Task goal: Reproduce every line of the items below, requests included. Multiply each pixel coordinate in the answers by 1.25 and round it to a whole number, rounding halves up, and leave the numbers in the requests unchanged.

┌──

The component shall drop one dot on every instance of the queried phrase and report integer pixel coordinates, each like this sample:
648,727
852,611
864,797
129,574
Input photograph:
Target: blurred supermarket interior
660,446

└──

Finished task:
The component shall drop one dot on every instance of the queried phrase and report integer pixel coordinates, each like this sample:
648,727
852,611
864,797
129,574
Input photograph:
Target: blurred supermarket interior
825,558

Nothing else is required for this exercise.